What this task involves -> Rewrite the listing below with "Kindly put a point on" replaced by "Please mark" everywhere it appears. Leave all other text unchanged.

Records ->
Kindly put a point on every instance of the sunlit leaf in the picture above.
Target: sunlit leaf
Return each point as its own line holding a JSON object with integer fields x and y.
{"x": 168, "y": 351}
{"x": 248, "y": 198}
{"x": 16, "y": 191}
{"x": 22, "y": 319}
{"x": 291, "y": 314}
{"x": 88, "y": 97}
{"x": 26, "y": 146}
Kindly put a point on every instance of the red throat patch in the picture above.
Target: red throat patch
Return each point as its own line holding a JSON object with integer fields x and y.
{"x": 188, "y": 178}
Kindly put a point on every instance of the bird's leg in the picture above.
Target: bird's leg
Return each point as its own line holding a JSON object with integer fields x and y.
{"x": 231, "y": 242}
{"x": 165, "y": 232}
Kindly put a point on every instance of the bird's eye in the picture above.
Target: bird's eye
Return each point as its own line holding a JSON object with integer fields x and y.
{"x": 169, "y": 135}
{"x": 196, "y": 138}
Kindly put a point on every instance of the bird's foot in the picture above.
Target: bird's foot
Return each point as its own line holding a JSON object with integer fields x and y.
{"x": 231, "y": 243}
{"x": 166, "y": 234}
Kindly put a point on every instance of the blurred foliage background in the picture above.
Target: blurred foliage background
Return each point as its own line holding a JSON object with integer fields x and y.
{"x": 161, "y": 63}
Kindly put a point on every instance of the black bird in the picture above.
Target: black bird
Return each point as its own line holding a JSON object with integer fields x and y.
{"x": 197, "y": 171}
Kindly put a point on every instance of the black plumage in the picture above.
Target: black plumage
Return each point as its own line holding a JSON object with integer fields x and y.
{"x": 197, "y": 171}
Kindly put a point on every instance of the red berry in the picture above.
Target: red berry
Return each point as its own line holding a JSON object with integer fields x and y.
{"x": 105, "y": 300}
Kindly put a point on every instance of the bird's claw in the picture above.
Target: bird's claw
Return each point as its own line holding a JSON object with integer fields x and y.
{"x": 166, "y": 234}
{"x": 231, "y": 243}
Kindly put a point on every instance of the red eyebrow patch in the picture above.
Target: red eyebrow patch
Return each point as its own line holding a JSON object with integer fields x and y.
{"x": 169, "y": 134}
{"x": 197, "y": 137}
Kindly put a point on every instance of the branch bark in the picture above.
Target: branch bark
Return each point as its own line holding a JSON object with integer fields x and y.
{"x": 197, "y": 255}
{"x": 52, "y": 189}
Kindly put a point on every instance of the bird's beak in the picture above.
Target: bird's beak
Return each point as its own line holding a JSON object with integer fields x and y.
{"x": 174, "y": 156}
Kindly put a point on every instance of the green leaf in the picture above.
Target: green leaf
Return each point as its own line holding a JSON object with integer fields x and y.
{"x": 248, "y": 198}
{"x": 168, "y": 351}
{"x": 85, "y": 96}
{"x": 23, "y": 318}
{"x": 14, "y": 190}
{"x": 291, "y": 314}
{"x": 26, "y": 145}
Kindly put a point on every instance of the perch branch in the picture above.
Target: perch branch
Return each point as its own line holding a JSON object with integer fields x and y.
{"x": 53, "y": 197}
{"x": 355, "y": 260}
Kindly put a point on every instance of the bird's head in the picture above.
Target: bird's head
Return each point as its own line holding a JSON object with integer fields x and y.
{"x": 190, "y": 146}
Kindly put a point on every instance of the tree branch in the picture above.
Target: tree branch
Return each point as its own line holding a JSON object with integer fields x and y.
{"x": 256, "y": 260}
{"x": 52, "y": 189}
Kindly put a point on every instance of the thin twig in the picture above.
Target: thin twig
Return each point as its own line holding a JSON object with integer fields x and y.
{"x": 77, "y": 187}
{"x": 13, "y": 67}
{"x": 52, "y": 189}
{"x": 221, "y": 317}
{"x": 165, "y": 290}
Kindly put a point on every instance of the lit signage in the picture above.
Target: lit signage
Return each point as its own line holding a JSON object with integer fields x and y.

Task response ->
Please mark every instance of the sunlit leaf in the picture above.
Target: sunlit leaf
Return each point as its own line holding a JSON object with integer fields x and y.
{"x": 168, "y": 351}
{"x": 248, "y": 198}
{"x": 16, "y": 191}
{"x": 22, "y": 319}
{"x": 291, "y": 314}
{"x": 88, "y": 97}
{"x": 26, "y": 146}
Please mark every instance of the red throat patch in the picture above.
Target: red throat patch
Return each point as its own line holding a JSON object with integer fields x and y.
{"x": 188, "y": 178}
Please mark every instance of the bird's leg in the picture above.
Target: bird's leg
Return each point as its own line holding a JSON object with integer fields x and y.
{"x": 231, "y": 242}
{"x": 165, "y": 232}
Please mark every instance of the bird's eye in the picture above.
Target: bird's eye
Return each point as its own line holding a JSON object with integer fields x and y.
{"x": 169, "y": 135}
{"x": 196, "y": 138}
Please mark every instance of the bird's foot in the picture above.
Target: bird's foot
Return each point as its own line holding a JSON object with integer fields x and y.
{"x": 231, "y": 243}
{"x": 166, "y": 234}
Please mark every instance of the blurred foliage background in the picture above.
Target: blurred foliage background
Return each point as its own line holding a JSON object with integer fields x and y.
{"x": 161, "y": 63}
Please mark every instance of the black bird in the picture above.
Target: black bird
Return each point as its own line holding a JSON object with integer fields x and y.
{"x": 197, "y": 171}
Please mark every instance of the black plumage in the picture above.
Target: black plumage
Return each point as its own line holding a JSON object with integer fields x and y.
{"x": 197, "y": 171}
Please mark every instance of the red berry in the picture above.
Target: red berry
Return each point as its own line holding a JSON object with integer fields x and y.
{"x": 105, "y": 300}
Please mark every instance of the bird's claw in the picture above.
Target: bird's claw
Return each point as its own line holding a JSON object with integer fields x and y.
{"x": 166, "y": 234}
{"x": 231, "y": 243}
Please mark every instance of the red eyebrow patch in the picture above.
Target: red eyebrow patch
Return each point as its own line holding a JSON object with integer fields x and y.
{"x": 169, "y": 134}
{"x": 197, "y": 137}
Please mark every instance of the branch bark in the picture above.
Target: branch bark
Return each point as its own line holding a JSON object with integer fields x and y.
{"x": 197, "y": 255}
{"x": 52, "y": 189}
Please mark every instance of the bird's beak in the picture above.
Target: bird's beak
Return each point as its own line holding a JSON object with integer fields x and y.
{"x": 174, "y": 156}
Please mark every instance of the green leaf in the picture above.
Target: green leaf
Return each point as its own line holding a JSON object with integer fields x and y.
{"x": 248, "y": 198}
{"x": 168, "y": 351}
{"x": 85, "y": 96}
{"x": 23, "y": 318}
{"x": 14, "y": 190}
{"x": 291, "y": 314}
{"x": 26, "y": 145}
Please mark every instance of the perch branch in the picture above.
Target: perch branch
Return each point as its own line holding a JSON object with integer fields x and y.
{"x": 53, "y": 197}
{"x": 355, "y": 260}
Please mark every instance of the bird's head in the picture above.
Target: bird's head
Return each point as its own line holding a JSON object with integer fields x and y.
{"x": 190, "y": 146}
Please mark every instance of the tree branch in the picture above.
Target: tree branch
Return each point as its own line holding a JSON object with integer fields x and y.
{"x": 256, "y": 260}
{"x": 52, "y": 189}
Please mark every instance of the thin twig in the picture above.
Target: thin twig
Return each point as its own line holding a JSON object with integer fields x and y.
{"x": 77, "y": 187}
{"x": 13, "y": 67}
{"x": 52, "y": 189}
{"x": 221, "y": 317}
{"x": 165, "y": 290}
Please mark every instance of the lit signage in the picture above.
Target: lit signage
Return each point as its own line holding a JSON object with integer fields x and y.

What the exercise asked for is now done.